TASK TO COMPLETE
Can you continue the article about Steven Gerrard and Gérard Houllier's departure from Liverpool, picking up right after its final sentence?

EXTRACT TO READ
----
Sometime over the next few weeks, whether it's in the Solplay Hotel in Lisbon, England's base for Euro 2004, at home or on holiday, Steven Gerrard expects a call asking him whether he approves of Liverpool's new manager. Such is the sway he now holds at the club that he will be consulted on the decision.

"I'm sure the chairman and Rick Parry [the chief executive] will want to know the team's views and feelings," Gerrard, who was awarded the captaincy during this season, says. "My mobile is on for them to call me when the time is right."

His mobile was busy on Monday as he held a long conversation with Gérard Houllier in the hours after the Frenchman's six-year tenure at Anfield came to an end. "It typified the kind of person he is that he never really spoke about himself," Gerrard, 24 this Sunday, recalls at England's pre-tournament training camp in Sardinia. "He just went on about me, told me to keep doing what I have been doing.

"He was being a father figure to me again, just as he has been for six years. I thanked him for all the things he has done for me. I wished him all the luck."

Gerrard describes the sacking of his mentor as "unfair", saying he has carried the can for underperforming players. But in the hard world of football he realises that a change was probably due even if it meant the departure of the man who plucked him, as a spindly teenager, from Liverpool's academy and threw him into the first team.
----
DATASET EXCERPTS
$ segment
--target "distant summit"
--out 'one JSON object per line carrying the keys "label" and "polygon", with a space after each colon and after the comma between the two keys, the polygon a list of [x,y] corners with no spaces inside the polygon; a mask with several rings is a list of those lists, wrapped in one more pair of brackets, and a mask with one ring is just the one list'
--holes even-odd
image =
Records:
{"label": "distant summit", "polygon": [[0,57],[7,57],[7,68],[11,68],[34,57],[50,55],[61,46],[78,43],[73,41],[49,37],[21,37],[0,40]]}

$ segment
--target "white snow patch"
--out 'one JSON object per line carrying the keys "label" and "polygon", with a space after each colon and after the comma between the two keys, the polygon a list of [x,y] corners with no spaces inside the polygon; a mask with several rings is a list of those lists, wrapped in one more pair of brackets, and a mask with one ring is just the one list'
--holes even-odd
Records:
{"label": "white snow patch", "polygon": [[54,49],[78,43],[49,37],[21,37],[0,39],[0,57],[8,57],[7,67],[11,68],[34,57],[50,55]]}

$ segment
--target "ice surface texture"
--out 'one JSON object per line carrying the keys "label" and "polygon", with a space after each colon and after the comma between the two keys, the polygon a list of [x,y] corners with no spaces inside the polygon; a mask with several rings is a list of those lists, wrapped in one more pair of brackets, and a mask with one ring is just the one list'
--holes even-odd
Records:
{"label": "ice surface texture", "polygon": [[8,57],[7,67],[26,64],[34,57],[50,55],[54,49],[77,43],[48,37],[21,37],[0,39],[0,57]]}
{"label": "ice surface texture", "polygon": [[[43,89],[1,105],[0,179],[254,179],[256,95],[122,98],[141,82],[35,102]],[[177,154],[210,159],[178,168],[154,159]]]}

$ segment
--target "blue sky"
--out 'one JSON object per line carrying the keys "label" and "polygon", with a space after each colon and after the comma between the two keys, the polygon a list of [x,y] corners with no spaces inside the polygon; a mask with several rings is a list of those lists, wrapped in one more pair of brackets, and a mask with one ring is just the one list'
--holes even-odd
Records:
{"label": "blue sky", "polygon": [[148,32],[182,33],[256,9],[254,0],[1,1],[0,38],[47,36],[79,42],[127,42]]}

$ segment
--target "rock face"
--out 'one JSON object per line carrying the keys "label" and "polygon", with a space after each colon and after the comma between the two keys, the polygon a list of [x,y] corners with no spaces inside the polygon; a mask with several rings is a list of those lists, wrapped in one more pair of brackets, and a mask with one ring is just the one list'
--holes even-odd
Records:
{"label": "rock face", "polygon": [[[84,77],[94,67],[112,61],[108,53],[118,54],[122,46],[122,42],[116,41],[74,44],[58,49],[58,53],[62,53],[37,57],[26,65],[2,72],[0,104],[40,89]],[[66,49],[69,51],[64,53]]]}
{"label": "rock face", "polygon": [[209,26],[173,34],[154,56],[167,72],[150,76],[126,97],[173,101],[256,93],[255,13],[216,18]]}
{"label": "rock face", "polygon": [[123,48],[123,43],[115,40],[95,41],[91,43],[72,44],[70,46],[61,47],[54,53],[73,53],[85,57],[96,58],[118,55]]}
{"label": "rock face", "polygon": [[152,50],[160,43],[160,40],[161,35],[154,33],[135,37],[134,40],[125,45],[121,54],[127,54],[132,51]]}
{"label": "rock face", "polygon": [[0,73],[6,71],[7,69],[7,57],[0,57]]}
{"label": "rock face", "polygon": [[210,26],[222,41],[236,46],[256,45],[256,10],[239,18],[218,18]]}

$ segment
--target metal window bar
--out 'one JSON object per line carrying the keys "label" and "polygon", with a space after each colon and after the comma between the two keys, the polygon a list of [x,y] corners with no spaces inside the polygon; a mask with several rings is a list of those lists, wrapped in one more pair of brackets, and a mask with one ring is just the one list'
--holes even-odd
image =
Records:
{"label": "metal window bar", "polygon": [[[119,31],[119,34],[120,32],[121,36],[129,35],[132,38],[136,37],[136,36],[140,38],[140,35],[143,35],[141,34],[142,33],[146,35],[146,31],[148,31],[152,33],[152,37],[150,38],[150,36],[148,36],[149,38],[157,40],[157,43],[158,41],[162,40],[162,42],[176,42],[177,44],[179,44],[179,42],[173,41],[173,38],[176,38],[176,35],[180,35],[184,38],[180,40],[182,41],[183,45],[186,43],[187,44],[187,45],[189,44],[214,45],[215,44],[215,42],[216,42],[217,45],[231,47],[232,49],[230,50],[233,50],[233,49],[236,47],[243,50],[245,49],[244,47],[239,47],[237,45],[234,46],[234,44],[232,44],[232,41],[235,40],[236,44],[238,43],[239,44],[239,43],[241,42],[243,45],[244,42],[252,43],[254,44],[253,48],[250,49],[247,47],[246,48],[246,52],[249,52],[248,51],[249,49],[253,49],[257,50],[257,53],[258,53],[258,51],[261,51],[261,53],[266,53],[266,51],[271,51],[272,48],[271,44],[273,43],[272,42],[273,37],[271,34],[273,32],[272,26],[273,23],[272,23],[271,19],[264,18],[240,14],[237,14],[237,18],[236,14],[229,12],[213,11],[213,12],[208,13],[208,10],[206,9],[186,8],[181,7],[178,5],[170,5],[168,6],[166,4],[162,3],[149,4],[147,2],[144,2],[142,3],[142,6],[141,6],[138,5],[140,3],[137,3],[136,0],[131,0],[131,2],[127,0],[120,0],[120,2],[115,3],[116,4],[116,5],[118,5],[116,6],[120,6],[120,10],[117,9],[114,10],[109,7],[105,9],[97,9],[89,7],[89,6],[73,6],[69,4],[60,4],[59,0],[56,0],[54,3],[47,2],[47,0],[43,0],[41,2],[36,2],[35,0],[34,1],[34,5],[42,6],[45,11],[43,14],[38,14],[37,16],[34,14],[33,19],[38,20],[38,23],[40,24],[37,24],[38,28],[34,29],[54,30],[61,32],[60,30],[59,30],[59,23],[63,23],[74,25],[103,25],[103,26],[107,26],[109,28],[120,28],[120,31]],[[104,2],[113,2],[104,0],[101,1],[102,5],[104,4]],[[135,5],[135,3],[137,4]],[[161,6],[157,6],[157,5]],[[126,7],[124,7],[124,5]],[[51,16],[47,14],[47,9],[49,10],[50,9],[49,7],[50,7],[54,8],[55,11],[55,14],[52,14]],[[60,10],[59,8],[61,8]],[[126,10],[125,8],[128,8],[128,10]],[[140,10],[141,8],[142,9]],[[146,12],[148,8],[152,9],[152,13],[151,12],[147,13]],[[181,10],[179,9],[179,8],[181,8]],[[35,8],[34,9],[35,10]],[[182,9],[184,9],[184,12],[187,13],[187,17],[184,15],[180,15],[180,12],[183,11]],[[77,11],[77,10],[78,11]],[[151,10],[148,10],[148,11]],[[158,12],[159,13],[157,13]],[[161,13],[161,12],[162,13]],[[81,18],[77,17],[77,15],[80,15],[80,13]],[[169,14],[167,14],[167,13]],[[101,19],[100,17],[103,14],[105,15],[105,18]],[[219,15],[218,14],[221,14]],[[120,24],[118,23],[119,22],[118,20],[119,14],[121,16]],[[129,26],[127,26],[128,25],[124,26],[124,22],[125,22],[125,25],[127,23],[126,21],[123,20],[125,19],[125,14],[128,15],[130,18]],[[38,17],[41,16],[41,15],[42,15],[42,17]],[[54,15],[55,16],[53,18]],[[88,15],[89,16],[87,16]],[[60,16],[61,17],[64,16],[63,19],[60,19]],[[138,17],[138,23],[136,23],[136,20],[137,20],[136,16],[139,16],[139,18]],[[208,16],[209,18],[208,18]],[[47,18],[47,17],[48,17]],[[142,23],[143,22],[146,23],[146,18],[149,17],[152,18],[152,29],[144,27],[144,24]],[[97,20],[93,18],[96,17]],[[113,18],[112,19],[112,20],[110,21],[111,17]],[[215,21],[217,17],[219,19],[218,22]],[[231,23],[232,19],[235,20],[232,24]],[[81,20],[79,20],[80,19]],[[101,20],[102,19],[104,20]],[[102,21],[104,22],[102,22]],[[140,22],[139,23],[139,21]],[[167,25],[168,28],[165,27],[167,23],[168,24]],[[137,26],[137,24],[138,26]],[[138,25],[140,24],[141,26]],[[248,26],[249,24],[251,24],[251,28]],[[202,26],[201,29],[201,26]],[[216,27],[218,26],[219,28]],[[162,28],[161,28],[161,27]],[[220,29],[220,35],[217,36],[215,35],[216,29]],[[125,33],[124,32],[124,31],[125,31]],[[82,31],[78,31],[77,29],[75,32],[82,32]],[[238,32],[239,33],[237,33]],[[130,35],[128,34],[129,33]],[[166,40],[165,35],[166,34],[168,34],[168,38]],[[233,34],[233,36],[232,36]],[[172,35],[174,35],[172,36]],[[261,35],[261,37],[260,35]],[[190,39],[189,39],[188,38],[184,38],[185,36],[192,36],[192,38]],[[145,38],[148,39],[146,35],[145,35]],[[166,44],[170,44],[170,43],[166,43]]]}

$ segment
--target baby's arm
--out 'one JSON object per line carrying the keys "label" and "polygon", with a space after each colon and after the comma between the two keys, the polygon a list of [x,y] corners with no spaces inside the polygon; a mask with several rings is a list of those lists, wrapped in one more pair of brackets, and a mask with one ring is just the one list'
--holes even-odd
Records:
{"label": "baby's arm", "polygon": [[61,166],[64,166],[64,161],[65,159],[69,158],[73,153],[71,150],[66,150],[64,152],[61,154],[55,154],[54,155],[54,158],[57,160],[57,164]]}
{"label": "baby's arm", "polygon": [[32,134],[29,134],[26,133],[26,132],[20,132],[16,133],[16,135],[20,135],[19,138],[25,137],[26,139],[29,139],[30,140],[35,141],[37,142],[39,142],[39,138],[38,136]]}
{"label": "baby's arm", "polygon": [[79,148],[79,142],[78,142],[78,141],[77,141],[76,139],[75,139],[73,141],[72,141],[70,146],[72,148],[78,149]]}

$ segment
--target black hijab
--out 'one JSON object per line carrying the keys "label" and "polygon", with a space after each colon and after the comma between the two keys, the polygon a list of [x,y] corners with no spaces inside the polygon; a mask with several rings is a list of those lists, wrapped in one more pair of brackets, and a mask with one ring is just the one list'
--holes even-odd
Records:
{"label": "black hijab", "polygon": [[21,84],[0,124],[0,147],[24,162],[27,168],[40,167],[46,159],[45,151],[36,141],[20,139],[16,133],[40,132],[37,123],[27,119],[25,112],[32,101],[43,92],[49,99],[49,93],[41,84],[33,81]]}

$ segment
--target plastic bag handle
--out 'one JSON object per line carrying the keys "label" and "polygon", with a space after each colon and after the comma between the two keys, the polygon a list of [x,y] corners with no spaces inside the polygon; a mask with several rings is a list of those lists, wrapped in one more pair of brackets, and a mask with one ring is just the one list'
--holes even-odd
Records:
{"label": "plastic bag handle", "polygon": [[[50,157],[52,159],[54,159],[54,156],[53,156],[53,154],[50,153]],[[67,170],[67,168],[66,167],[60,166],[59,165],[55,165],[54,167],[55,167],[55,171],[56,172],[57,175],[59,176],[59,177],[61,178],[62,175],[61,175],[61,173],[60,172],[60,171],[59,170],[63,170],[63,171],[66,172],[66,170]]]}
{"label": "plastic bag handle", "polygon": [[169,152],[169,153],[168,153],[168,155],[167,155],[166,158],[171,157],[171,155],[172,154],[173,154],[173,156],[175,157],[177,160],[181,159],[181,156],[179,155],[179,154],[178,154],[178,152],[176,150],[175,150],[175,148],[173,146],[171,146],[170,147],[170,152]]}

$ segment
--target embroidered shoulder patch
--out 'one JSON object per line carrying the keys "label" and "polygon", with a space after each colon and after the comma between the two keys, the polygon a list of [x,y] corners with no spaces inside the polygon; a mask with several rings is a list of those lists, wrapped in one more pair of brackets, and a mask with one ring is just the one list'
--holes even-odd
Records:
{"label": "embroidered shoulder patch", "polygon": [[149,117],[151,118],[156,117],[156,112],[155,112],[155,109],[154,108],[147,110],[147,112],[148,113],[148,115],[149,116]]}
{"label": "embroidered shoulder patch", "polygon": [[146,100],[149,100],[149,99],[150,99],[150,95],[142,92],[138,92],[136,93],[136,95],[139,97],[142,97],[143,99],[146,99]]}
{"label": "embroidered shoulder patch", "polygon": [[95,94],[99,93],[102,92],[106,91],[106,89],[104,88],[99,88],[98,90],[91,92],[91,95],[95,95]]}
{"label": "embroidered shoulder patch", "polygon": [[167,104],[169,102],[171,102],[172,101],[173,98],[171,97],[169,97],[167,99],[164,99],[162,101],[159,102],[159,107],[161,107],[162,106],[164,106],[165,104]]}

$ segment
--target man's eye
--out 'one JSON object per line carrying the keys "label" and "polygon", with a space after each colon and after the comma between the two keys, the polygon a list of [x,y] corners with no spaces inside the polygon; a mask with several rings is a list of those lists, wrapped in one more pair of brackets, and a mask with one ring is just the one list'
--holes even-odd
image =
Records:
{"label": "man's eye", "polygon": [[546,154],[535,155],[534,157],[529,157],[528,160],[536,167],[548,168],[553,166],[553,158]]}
----
REPLY TO THE TASK
"We both have to move on now," Gerrard says. "I was really disappointed to hear the news. But you also have to look at it from the club's point of view." And that includes the undisputed reality that Liverpool finished a distant fourth in the Premiership. Last season's "disaster" of fifth may have been avoided but "it hurts finishing fourth. I suppose it will hurt finishing second. Everyone knows how desperate I am to win the League. The last few seasons have been very frustrating to myself personally and for the whole club." It hurts most, with a shake of the head, to be "30 points behind Arsenal".

Gerrard hedges over whom he wants as manager. "The next three months for Liverpool are going to be really crucial, as important as they have ever been: the appointment of the new manager and the quality of the players he brings in," he says.

Liverpool fans will not want to hear it but he is involved in mutual admiration with Manchester United's manager, Sir Alex Ferguson, who has spoken of his desire to sign the midfielder. "I was flattered, very surprised," says Gerrard, "because he is the best manager around. Has been for the last 10 years." Not that he felt it was an invitation to head off to Old Trafford.

His future, he assures, is at Anfield, although he warns that the appointment of a new manager is "a massive decision". He signed an improved contract earlier this year but wants more ambition and three big signings. "A manager can only improve a team a certain amount," he says. "We need good players to improve on the results over the last few seasons. We need one in each department."

So far Liverpool have overshadowed his preparations for a tournament in which his captain, David Beckham, has tipped "Stevie G" (as he is known), to star. Injury deprived him of the last World Cup, in which his dynamism was sorely missed.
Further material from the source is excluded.